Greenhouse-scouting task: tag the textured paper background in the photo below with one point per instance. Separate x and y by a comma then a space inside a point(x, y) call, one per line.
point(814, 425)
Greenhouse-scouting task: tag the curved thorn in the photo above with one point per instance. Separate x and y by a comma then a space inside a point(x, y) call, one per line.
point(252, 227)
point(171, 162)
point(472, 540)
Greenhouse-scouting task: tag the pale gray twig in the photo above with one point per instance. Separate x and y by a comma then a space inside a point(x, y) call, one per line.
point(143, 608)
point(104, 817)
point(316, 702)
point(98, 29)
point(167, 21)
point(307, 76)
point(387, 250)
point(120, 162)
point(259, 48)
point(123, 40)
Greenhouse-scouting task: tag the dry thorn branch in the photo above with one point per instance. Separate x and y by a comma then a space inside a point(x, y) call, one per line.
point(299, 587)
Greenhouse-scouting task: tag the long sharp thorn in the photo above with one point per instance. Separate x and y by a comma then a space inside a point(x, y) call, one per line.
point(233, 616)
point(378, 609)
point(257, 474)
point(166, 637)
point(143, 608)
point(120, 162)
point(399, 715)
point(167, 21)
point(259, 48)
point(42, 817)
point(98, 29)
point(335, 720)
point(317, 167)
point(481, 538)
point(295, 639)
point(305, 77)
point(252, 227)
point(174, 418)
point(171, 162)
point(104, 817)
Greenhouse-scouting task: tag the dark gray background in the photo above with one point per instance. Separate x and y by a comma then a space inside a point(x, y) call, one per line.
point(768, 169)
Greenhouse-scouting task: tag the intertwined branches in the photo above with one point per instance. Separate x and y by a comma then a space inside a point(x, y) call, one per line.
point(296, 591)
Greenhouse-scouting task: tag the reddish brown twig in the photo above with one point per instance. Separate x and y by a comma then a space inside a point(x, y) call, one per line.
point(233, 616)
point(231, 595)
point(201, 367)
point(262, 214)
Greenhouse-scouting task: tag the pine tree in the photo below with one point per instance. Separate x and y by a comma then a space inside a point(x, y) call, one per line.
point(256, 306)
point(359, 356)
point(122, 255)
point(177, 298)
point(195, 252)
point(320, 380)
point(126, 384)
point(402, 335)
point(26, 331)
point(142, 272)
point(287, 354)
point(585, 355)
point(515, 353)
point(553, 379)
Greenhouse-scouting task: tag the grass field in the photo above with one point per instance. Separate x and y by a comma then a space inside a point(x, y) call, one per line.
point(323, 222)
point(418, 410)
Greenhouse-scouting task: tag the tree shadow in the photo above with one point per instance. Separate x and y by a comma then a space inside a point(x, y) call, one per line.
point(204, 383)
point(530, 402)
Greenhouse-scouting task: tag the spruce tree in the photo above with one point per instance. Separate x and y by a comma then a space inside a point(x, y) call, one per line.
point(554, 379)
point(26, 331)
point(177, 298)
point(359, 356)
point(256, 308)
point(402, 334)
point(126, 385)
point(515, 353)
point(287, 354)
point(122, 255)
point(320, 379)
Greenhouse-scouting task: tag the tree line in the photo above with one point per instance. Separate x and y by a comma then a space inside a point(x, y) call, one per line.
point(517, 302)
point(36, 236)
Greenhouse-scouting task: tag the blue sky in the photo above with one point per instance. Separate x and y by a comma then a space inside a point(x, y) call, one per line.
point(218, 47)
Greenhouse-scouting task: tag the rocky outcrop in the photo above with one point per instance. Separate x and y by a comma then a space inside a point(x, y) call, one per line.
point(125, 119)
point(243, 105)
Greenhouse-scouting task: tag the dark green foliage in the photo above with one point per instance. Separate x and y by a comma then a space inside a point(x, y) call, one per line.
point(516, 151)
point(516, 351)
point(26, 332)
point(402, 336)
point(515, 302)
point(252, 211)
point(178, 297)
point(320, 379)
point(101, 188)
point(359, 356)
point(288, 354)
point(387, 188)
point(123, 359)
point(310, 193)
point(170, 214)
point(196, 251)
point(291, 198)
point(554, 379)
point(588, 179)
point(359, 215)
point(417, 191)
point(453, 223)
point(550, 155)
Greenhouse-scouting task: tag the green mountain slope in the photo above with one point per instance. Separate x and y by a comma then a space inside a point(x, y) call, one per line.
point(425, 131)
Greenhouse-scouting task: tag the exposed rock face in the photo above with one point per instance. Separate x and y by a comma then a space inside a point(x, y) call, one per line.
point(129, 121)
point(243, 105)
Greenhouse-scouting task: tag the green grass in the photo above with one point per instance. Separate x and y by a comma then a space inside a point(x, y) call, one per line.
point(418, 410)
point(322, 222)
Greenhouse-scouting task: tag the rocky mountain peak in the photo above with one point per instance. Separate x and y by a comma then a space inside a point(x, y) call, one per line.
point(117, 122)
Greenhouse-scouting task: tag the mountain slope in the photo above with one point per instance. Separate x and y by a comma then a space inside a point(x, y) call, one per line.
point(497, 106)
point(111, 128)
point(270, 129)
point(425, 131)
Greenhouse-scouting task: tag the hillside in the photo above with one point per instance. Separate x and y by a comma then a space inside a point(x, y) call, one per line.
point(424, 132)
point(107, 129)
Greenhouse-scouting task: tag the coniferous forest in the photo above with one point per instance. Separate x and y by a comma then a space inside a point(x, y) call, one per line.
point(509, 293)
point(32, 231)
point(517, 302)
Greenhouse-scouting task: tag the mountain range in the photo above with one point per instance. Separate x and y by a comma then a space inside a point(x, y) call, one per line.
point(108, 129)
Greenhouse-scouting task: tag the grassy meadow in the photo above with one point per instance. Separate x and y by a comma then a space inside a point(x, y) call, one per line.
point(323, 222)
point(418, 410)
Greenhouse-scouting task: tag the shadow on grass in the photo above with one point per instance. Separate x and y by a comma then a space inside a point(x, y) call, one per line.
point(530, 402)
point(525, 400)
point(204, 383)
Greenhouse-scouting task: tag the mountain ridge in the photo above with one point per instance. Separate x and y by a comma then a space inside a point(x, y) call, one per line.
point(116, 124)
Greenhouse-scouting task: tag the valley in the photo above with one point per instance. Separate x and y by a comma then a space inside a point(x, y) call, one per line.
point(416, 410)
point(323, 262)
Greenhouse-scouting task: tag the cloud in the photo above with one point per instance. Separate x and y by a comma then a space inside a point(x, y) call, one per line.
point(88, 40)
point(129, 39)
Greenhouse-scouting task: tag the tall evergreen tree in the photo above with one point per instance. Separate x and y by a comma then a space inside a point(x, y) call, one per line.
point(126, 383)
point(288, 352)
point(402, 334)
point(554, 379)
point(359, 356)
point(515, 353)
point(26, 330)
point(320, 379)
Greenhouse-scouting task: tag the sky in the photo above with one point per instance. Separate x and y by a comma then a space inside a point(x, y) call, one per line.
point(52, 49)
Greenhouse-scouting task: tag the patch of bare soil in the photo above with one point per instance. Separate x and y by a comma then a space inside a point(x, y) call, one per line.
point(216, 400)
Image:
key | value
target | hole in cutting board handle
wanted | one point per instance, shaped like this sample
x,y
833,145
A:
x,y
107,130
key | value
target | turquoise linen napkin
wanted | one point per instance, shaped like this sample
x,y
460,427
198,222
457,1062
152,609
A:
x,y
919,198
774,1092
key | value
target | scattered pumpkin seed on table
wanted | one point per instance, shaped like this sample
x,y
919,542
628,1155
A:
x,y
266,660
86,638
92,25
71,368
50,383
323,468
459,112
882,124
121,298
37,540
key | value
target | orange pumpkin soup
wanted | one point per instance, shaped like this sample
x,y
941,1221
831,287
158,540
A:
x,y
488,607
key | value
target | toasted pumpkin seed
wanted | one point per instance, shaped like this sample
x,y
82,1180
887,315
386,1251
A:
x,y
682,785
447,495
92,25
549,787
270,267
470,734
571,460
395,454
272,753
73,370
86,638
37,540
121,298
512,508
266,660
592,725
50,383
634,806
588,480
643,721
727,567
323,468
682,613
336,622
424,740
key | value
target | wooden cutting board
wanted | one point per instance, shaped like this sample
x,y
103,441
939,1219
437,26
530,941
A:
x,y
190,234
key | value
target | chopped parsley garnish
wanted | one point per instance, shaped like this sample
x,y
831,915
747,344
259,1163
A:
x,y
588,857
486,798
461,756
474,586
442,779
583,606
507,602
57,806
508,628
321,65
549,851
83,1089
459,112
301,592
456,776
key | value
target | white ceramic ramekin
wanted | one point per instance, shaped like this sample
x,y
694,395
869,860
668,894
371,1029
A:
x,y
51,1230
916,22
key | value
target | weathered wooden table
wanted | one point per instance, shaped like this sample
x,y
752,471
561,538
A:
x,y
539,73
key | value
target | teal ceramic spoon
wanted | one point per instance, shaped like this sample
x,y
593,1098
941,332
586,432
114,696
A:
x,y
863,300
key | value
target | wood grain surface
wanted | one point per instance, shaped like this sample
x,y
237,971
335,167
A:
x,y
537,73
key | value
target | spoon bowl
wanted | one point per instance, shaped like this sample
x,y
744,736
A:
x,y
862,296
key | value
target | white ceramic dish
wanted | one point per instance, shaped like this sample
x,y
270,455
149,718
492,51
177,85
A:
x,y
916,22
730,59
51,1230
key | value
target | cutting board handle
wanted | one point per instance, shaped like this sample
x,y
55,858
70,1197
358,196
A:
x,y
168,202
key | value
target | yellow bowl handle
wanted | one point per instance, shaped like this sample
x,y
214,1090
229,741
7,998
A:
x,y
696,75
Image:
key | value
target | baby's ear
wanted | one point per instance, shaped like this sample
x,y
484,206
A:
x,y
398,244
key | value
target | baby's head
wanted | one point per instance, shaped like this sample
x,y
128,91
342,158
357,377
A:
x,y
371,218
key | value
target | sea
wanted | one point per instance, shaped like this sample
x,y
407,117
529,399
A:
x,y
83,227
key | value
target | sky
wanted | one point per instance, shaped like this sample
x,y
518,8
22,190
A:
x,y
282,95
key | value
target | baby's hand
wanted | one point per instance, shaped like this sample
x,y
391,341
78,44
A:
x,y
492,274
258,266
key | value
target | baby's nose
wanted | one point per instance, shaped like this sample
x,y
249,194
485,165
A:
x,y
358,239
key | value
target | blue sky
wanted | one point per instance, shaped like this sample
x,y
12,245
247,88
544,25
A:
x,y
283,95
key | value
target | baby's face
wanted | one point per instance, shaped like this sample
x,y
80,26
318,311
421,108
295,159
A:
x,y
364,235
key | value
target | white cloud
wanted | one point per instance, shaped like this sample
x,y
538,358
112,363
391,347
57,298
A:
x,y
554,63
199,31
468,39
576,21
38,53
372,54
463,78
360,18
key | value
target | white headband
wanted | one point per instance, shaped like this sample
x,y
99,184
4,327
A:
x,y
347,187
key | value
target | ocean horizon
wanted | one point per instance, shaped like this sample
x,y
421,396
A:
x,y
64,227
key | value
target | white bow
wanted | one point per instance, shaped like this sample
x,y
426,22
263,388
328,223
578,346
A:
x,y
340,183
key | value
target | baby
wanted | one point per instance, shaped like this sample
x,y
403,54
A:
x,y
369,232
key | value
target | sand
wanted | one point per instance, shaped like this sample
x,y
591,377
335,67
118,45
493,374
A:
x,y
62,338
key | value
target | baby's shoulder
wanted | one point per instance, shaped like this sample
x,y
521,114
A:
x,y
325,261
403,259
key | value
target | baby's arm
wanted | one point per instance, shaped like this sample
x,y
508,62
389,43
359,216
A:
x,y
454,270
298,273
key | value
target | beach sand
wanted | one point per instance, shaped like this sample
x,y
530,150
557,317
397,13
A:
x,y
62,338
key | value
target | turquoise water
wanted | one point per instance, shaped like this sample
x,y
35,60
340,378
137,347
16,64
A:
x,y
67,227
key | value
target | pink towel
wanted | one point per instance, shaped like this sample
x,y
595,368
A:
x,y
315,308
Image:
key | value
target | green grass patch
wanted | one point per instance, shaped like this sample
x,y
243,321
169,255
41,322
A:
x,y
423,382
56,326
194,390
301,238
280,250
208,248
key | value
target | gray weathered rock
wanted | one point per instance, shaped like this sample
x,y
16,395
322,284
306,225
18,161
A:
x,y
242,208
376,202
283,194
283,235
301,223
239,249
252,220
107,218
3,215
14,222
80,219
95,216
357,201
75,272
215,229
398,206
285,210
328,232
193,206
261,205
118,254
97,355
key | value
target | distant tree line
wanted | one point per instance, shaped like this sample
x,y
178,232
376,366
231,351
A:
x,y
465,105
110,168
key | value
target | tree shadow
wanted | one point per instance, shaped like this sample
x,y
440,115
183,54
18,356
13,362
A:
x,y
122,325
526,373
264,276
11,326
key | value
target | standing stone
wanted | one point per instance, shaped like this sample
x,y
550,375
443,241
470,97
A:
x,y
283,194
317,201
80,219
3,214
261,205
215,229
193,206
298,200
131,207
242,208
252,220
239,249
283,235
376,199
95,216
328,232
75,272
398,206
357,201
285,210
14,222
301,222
____
Exercise: Please collect every line above that contains the string "pumpkin", treating uppercase and lowercase letters as different.

In response:
target | scattered pumpkin seed on table
target | orange pumpkin soup
target | toasted pumpkin seed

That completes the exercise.